Battle Over Cities - Hard Version

It is vitally important to have all the cities connected by highways in a war. If a city is conquered by the enemy, all the highways from/toward that city will be closed. To keep the rest of the cities connected, we must repair some highways with the minimum cost. On the other hand, if losing a city will cost us too much to rebuild the connection, we must pay more attention to that city.

Given the map of cities which have all the destroyed and remaining highways marked, you are supposed to point out the city to which we must pay the most attention.

Pointing entries for labeled objects:
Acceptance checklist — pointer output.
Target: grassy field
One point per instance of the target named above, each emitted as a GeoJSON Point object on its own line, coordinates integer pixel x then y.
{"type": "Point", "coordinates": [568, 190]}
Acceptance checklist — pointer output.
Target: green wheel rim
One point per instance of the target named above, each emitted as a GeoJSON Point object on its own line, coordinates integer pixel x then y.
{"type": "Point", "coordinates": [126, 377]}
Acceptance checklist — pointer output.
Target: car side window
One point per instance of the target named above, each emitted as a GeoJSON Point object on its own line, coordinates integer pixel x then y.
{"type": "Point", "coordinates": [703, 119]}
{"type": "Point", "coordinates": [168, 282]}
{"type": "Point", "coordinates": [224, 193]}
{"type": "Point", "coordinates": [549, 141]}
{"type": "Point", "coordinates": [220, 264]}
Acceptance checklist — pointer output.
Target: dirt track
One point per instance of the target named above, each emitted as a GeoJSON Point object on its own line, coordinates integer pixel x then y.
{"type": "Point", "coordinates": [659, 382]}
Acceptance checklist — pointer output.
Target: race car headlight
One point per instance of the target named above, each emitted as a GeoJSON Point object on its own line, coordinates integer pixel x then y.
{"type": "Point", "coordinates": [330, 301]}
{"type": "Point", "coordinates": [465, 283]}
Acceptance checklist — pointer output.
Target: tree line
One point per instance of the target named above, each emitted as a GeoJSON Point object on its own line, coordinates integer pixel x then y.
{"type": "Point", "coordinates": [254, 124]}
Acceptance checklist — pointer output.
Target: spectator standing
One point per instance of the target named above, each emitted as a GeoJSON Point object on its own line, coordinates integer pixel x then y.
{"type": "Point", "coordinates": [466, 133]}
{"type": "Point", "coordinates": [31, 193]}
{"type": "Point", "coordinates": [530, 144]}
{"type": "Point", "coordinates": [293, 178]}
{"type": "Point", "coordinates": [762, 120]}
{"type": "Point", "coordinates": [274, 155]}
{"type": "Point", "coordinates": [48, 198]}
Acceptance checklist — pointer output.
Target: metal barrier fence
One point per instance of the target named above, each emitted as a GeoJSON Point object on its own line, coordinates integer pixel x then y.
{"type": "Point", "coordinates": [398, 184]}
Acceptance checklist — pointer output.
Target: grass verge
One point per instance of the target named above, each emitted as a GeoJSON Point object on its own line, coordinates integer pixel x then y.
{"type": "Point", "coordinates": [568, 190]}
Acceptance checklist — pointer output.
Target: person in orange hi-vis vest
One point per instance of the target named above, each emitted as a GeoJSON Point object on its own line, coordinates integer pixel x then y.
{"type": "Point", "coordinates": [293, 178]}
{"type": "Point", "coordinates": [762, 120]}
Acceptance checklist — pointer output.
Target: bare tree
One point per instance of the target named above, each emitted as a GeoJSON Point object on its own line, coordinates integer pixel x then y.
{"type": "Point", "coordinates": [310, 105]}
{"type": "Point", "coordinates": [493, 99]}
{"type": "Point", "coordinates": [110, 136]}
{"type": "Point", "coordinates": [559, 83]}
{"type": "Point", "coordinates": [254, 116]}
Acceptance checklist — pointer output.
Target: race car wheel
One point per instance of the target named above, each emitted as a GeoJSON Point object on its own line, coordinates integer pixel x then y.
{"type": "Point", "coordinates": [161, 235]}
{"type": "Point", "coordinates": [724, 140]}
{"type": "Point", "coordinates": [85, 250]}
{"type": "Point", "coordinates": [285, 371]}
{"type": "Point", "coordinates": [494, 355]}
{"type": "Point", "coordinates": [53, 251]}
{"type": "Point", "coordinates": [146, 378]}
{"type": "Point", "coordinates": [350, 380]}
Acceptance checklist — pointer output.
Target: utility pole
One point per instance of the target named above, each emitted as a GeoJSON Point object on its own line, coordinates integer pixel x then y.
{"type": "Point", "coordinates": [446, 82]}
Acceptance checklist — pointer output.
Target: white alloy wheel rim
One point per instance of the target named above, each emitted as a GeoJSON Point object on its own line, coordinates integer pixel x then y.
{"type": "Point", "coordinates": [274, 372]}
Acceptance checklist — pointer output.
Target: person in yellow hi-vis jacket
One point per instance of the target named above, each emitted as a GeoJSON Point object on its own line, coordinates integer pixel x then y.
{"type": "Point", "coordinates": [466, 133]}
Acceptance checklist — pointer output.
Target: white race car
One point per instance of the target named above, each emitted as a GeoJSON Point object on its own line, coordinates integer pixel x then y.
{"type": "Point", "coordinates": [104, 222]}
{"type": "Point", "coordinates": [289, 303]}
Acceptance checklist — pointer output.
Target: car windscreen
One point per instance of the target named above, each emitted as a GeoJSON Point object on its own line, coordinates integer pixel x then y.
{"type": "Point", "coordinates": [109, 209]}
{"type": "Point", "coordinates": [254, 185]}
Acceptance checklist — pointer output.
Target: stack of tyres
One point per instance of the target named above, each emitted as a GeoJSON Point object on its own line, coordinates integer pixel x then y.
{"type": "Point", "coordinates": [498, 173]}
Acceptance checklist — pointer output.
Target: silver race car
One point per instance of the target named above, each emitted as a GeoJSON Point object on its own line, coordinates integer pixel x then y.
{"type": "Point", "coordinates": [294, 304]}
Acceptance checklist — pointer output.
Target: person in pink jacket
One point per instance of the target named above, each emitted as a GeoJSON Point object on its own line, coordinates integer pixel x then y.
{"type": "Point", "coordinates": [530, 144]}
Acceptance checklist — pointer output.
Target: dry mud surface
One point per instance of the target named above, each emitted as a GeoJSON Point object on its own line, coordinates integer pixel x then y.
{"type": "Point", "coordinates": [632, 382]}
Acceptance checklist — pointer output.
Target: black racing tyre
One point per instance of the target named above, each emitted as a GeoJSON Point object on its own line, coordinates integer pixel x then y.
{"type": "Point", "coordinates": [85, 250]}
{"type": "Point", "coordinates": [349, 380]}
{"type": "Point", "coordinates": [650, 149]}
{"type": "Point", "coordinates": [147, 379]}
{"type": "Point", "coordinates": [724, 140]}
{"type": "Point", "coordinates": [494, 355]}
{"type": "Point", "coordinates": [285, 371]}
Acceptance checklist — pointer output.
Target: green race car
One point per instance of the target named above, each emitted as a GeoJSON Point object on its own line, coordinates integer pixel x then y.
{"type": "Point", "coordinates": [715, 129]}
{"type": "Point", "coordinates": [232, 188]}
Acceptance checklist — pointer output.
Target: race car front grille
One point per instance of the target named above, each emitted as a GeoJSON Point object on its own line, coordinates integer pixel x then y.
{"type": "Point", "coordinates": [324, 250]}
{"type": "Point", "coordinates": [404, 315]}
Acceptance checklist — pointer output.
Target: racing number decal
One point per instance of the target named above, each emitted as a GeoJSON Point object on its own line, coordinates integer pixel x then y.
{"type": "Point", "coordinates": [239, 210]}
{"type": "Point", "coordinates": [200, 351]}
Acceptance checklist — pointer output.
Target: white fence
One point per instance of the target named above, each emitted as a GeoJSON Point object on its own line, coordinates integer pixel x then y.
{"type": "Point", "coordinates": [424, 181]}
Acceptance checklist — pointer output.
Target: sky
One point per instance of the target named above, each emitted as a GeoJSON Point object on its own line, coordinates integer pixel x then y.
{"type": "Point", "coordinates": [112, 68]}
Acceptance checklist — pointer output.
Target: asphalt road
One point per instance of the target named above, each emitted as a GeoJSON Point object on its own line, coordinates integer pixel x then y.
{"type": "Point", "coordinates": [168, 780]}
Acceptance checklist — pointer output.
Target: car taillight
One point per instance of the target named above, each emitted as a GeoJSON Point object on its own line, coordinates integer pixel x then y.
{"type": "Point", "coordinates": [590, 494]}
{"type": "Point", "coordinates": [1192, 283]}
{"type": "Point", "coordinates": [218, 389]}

*Requirement*
Extend the "Battle Over Cities - Hard Version" problem statement, picking up right after its final sentence.

*Task output*
Input Specification:

Each input file contains one test case. Each case starts with a line containing 2 numbers N (≤500), and M, which are the total number of cities, and the number of highways, respectively. Then M lines follow, each describes a highway by 4 integers: City1 City2 Cost Status where City1 and City2 are the numbers of the cities the highway connects (the cities are numbered from 1 to N), Cost is the effort taken to repair that highway if necessary, and Status is either 0, meaning that highway is destroyed, or 1, meaning that highway is in use.

Note: It is guaranteed that the whole country was connected before the war.

Output Specification:

For each test case, just print in a line the city we must protest the most, that is, it will take us the maximum effort to rebuild the connection if that city is conquered by the enemy.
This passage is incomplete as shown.